──────── PASSAGE ────────
The Missed Opportunity of the Spotify Boycott

We should be talking about the company’s pitiful royalty rates more than Joe Rogan.

Graphic by Callum Abbott

For anyone invested in independent musicians’ ongoing fight to make a decent living in the streaming era, Spotify’s public reckoning over the last week has been encouraging, but also strange and bittersweet. Thanks to the interventions of Neil Young and Joni Mitchell, critiques of the world’s most popular music streaming platform have become water cooler conversation, not just for musicians and journalists but for anyone who follows the news. A U.S. congressman urged people to leave the platform. Tech blogs published explainers on how to cancel your account. #CancelSpotify even trended on Twitter. But we aren’t talking about the fact that musicians earn tiny fractions of a cent per stream from Spotify and its competitors. We’re talking about Joe Rogan.
────────
- WHAT THIS EXERCISE ASKS
#1 Translate this sentence from the article on the Spotify boycott into Spanish: "A U.S. congressman urged people to leave the platform."
#2 Rewrite the article on the Spotify boycott starting at "We should be" and ending at "about Joe Rogan.", substituting "social media" for "Twitter".
#3 According to the article on the Spotify boycott, whose interventions turned critiques of Spotify into water cooler conversation?
The items that come next have no connection to the article on the Spotify boycott.
──────── DATA EXTRACTS ────────
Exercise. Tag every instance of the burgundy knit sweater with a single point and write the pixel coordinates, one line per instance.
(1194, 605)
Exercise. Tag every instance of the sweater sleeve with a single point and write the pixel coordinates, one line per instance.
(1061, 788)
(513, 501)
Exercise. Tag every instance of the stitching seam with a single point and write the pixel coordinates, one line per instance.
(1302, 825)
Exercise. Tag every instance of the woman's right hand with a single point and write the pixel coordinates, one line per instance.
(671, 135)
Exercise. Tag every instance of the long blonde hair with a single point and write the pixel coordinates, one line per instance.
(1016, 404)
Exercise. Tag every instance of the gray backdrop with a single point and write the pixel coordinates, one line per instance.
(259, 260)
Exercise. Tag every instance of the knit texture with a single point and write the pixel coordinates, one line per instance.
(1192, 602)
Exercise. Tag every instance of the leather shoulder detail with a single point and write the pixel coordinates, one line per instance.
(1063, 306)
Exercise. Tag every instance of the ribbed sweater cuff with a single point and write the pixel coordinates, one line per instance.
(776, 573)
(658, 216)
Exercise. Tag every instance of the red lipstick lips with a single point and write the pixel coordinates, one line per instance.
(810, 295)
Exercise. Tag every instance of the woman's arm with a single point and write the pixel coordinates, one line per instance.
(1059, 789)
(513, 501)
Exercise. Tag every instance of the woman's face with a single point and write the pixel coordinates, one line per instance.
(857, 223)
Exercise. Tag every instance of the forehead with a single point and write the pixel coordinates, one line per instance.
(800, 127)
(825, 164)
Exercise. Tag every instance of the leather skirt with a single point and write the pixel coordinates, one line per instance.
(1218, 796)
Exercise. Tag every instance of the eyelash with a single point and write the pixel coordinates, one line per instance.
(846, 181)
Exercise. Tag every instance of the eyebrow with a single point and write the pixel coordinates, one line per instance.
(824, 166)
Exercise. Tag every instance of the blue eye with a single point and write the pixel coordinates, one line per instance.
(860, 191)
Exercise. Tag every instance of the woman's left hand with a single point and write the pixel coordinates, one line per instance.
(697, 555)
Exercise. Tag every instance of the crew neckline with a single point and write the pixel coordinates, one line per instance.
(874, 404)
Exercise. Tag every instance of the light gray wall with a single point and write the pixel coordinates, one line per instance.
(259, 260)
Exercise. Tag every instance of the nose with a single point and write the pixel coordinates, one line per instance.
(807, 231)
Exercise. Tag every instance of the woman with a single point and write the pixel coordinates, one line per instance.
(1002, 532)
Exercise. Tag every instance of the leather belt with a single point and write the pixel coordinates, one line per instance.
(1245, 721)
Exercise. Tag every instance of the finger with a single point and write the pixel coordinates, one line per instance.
────────
- RESULTS OF THE TASKS
#1 Un congresista de EE. UU. instó a la gente a abandonar la plataforma.

#2
We should be talking about the company’s pitiful royalty rates more than Joe Rogan.

Graphic by Callum Abbott

For anyone invested in independent musicians’ ongoing fight to make a decent living in the streaming era, Spotify’s public reckoning over the last week has been encouraging, but also strange and bittersweet. Thanks to the interventions of Neil Young and Joni Mitchell, critiques of the world’s most popular music streaming platform have become water cooler conversation, not just for musicians and journalists but for anyone who follows the news. A U.S. congressman urged people to leave the platform. Tech blogs published explainers on how to cancel your account. #CancelSpotify even trended on social media. But we aren’t talking about the fact that musicians earn tiny fractions of a cent per stream from Spotify and its competitors. We’re talking about Joe Rogan.

#3 Neil Young and Joni Mitchell.